How many lines of the records contain the string "shirt"? Reply with the number alone.

(Data extracted from a collection)
======

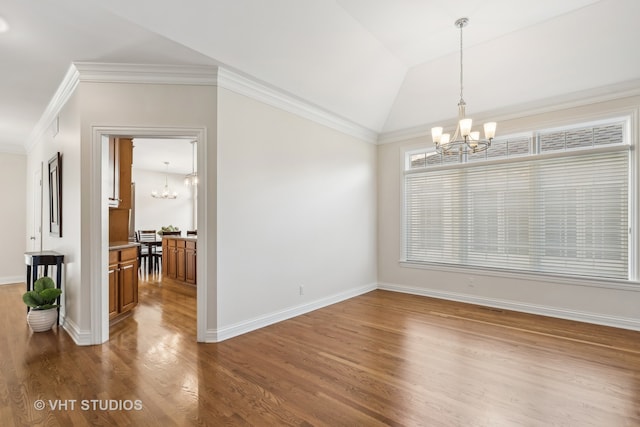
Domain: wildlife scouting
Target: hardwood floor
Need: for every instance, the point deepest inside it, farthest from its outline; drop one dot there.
(379, 359)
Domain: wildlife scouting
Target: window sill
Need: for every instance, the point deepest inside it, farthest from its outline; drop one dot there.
(626, 285)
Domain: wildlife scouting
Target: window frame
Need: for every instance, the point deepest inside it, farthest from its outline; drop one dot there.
(629, 122)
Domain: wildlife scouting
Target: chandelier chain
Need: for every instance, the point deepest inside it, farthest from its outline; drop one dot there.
(461, 63)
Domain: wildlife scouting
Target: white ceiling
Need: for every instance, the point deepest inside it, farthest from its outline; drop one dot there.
(152, 153)
(385, 65)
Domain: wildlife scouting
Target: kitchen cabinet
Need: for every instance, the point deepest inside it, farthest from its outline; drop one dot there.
(120, 162)
(179, 258)
(190, 262)
(123, 280)
(119, 188)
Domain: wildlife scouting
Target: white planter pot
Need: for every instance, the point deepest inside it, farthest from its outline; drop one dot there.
(42, 320)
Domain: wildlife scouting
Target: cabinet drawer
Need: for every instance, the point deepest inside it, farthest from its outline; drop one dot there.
(128, 254)
(113, 257)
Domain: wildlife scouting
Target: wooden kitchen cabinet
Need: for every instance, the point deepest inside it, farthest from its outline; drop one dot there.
(179, 258)
(123, 281)
(120, 162)
(190, 262)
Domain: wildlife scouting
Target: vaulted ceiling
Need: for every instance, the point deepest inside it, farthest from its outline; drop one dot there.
(385, 65)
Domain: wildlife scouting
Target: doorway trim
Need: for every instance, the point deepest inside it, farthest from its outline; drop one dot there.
(99, 222)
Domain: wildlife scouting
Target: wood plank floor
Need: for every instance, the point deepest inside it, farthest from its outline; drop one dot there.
(379, 359)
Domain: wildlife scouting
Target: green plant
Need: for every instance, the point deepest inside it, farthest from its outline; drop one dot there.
(44, 294)
(167, 228)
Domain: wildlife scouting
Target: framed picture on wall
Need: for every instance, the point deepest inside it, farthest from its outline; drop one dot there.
(55, 195)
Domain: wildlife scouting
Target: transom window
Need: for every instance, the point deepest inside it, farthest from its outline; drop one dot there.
(553, 201)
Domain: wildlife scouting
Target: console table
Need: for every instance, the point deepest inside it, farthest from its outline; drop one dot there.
(44, 259)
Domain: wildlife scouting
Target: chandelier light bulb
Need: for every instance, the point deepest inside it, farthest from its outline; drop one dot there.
(465, 127)
(490, 130)
(436, 133)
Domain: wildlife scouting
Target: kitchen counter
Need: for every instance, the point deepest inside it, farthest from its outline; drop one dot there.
(114, 246)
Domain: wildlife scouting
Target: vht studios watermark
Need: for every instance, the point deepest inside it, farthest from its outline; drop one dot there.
(88, 405)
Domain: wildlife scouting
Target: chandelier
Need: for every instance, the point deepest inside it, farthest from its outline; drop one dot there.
(191, 180)
(166, 193)
(464, 140)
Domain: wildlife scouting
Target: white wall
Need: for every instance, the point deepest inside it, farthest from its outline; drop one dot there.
(616, 304)
(152, 213)
(133, 106)
(13, 176)
(296, 206)
(67, 142)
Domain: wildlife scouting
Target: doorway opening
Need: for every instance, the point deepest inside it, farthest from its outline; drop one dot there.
(100, 261)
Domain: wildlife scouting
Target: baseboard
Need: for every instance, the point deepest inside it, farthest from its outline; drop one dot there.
(275, 317)
(580, 316)
(77, 335)
(12, 280)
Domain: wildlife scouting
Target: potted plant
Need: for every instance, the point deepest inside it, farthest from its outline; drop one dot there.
(167, 229)
(43, 302)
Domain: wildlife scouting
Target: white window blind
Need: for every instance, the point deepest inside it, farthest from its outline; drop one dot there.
(564, 214)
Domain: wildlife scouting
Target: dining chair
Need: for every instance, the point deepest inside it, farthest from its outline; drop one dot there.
(147, 253)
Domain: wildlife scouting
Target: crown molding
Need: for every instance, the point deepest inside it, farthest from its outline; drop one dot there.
(547, 105)
(200, 75)
(187, 75)
(12, 149)
(60, 97)
(237, 83)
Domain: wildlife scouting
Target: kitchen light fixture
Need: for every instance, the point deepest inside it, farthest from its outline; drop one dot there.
(192, 179)
(166, 193)
(464, 140)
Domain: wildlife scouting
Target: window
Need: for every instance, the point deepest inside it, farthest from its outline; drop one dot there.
(556, 202)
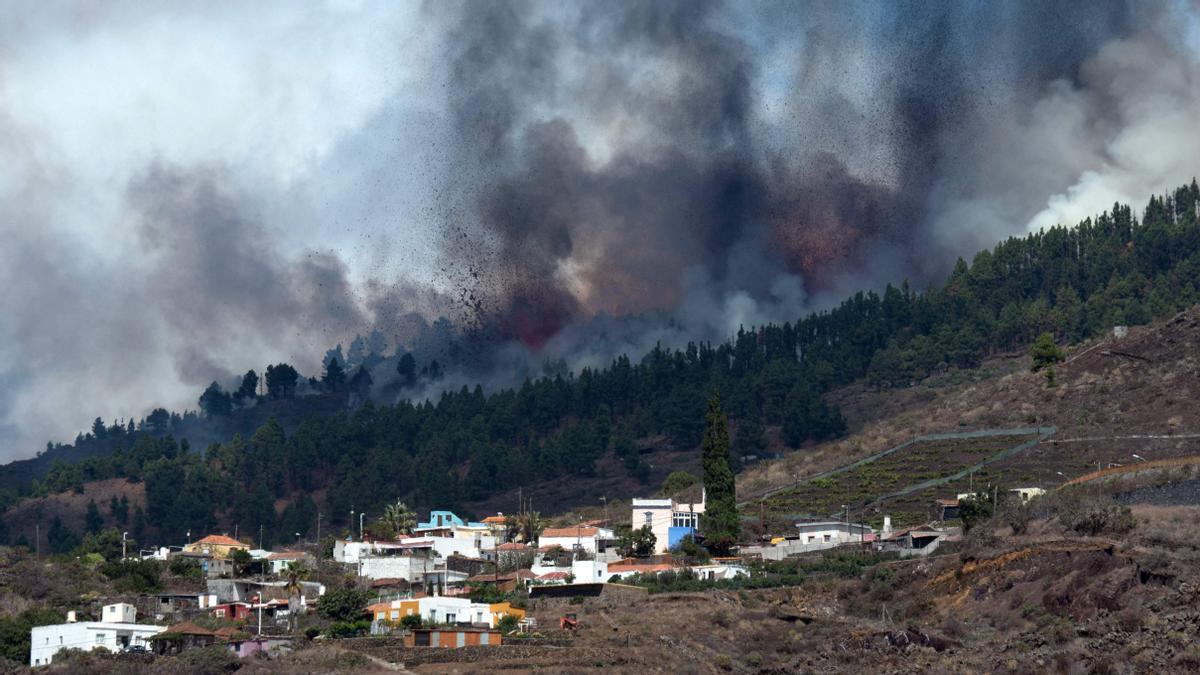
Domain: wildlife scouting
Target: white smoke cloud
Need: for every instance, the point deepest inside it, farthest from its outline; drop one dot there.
(1135, 118)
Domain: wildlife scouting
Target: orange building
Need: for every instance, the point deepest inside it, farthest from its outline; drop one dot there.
(451, 638)
(216, 545)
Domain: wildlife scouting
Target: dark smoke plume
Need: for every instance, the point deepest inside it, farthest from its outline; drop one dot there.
(598, 177)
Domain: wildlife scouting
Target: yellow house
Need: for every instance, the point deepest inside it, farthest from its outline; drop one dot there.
(216, 545)
(443, 609)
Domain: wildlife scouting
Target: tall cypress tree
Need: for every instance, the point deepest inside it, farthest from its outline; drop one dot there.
(721, 526)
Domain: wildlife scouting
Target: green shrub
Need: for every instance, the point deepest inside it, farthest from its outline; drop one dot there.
(215, 658)
(133, 575)
(508, 623)
(349, 628)
(342, 604)
(185, 567)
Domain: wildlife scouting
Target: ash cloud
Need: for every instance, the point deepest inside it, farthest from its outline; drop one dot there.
(565, 183)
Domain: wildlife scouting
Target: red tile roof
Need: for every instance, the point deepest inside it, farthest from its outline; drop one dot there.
(642, 568)
(189, 628)
(221, 541)
(569, 532)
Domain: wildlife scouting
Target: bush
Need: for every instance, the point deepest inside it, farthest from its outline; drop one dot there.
(185, 567)
(133, 575)
(1092, 517)
(342, 604)
(508, 623)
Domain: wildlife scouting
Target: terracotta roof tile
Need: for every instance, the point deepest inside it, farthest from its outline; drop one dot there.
(221, 541)
(189, 628)
(569, 532)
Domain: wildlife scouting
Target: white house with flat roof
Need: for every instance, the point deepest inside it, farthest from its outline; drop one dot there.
(117, 631)
(669, 520)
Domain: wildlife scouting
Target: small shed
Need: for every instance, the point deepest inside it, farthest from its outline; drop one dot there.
(946, 509)
(183, 637)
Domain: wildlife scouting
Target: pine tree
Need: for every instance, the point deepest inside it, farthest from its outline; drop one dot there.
(720, 520)
(1045, 352)
(93, 520)
(335, 376)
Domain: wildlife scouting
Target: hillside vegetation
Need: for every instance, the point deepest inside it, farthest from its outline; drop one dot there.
(324, 444)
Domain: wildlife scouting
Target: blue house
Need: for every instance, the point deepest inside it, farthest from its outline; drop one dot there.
(447, 520)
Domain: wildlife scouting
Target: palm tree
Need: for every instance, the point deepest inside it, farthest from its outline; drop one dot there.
(526, 525)
(400, 518)
(295, 574)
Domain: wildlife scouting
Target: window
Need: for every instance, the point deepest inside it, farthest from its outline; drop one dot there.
(683, 519)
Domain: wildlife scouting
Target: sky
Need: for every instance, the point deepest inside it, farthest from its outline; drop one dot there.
(189, 191)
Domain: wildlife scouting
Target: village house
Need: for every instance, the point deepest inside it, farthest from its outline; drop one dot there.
(183, 637)
(417, 560)
(498, 525)
(451, 638)
(211, 567)
(918, 541)
(552, 569)
(246, 590)
(117, 631)
(165, 605)
(597, 542)
(442, 609)
(946, 509)
(279, 562)
(670, 521)
(815, 536)
(216, 545)
(232, 611)
(447, 524)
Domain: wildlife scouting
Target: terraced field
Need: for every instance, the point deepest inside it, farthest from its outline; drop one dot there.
(901, 482)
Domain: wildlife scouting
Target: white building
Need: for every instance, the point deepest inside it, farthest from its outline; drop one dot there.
(442, 609)
(117, 631)
(815, 537)
(581, 571)
(829, 533)
(592, 539)
(669, 520)
(477, 545)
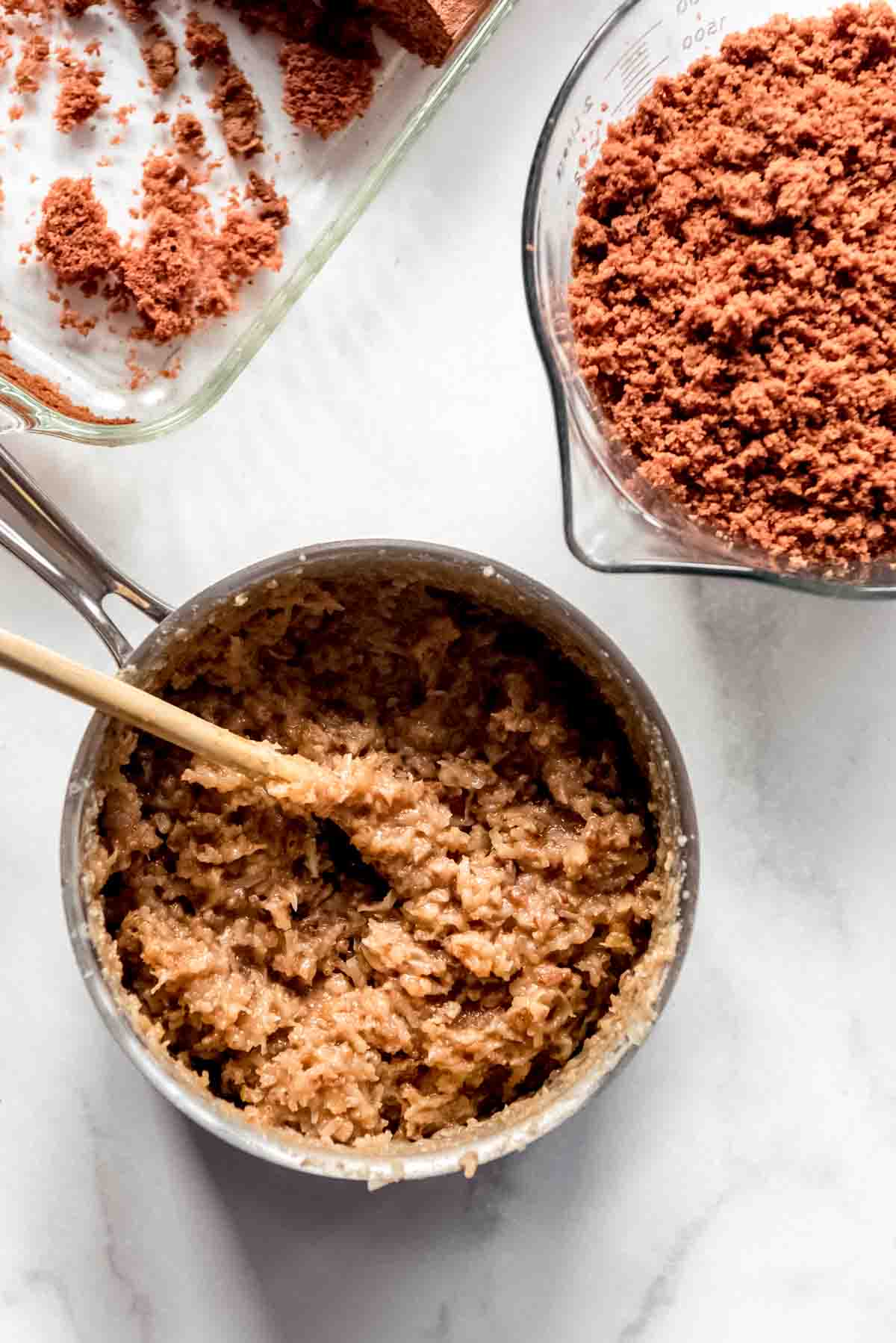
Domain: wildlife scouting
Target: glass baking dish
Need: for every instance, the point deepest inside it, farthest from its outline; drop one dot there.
(328, 184)
(613, 523)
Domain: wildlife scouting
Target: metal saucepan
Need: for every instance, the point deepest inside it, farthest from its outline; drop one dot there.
(54, 550)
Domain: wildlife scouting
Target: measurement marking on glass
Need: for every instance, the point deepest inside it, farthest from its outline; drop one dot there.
(633, 94)
(628, 53)
(635, 72)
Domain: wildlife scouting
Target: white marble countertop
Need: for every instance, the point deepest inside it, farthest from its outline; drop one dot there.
(736, 1181)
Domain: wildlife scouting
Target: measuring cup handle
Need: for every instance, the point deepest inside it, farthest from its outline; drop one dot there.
(62, 556)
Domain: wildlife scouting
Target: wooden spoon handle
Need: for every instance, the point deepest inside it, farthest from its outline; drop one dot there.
(148, 712)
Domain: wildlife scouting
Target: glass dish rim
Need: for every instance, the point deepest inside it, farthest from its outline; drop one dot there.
(812, 585)
(40, 418)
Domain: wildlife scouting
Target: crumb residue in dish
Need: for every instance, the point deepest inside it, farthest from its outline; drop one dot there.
(180, 272)
(432, 930)
(734, 297)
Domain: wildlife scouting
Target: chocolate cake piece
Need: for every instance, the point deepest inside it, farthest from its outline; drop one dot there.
(428, 27)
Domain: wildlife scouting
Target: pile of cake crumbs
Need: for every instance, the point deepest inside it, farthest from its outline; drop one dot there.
(193, 247)
(734, 293)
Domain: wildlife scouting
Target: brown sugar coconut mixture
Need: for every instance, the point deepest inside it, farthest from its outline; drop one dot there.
(193, 245)
(430, 928)
(734, 293)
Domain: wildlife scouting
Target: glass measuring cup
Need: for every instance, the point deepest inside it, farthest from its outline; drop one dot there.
(613, 520)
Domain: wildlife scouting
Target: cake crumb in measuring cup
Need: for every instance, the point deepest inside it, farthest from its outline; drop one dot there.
(734, 293)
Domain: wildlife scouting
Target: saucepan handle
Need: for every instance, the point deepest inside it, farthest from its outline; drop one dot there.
(34, 530)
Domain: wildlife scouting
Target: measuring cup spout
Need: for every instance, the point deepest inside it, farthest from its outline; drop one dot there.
(57, 551)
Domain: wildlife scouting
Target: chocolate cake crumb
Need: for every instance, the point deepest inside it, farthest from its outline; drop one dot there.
(240, 112)
(50, 395)
(74, 237)
(272, 208)
(188, 134)
(734, 293)
(206, 42)
(160, 57)
(72, 320)
(233, 96)
(80, 97)
(297, 19)
(181, 272)
(324, 92)
(430, 28)
(33, 63)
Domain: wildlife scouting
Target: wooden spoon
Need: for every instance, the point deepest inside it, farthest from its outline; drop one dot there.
(140, 710)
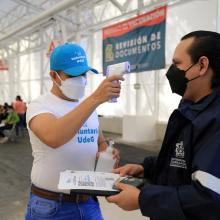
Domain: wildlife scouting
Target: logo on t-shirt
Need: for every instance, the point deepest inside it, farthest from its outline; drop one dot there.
(86, 134)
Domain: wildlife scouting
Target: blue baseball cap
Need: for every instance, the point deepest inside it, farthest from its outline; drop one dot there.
(71, 59)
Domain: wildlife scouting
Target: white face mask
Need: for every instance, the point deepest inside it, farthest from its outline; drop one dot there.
(73, 88)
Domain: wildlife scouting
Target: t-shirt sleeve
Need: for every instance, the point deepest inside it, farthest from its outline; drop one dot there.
(34, 109)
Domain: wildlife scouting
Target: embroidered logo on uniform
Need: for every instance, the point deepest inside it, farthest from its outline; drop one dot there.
(178, 160)
(180, 150)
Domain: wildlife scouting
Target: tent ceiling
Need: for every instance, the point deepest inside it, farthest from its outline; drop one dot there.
(25, 19)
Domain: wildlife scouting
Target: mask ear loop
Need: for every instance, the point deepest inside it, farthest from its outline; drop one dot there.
(189, 80)
(59, 79)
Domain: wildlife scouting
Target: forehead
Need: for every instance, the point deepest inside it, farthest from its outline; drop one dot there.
(180, 52)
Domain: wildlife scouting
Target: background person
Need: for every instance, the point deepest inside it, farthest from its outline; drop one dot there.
(186, 176)
(20, 108)
(12, 118)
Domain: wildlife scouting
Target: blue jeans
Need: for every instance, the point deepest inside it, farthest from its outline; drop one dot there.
(40, 208)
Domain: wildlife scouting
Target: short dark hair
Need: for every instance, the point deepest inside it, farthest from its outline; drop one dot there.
(206, 43)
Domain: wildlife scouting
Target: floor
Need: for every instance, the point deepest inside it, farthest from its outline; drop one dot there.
(15, 166)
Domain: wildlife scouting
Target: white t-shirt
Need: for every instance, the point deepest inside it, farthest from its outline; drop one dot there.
(77, 154)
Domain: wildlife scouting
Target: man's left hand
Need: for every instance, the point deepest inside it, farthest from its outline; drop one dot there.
(127, 199)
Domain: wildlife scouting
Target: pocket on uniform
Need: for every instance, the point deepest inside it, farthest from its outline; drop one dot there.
(43, 208)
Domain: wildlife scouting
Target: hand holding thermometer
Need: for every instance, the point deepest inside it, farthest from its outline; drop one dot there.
(118, 69)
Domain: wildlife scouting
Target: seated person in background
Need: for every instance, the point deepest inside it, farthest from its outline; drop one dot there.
(3, 113)
(12, 118)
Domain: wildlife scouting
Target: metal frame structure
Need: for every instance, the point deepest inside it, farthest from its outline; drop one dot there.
(30, 26)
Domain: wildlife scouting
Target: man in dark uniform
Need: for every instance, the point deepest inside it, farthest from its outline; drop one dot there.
(185, 177)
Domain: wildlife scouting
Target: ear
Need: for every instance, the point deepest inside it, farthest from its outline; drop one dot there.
(204, 65)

======

TASK RESPONSE → 3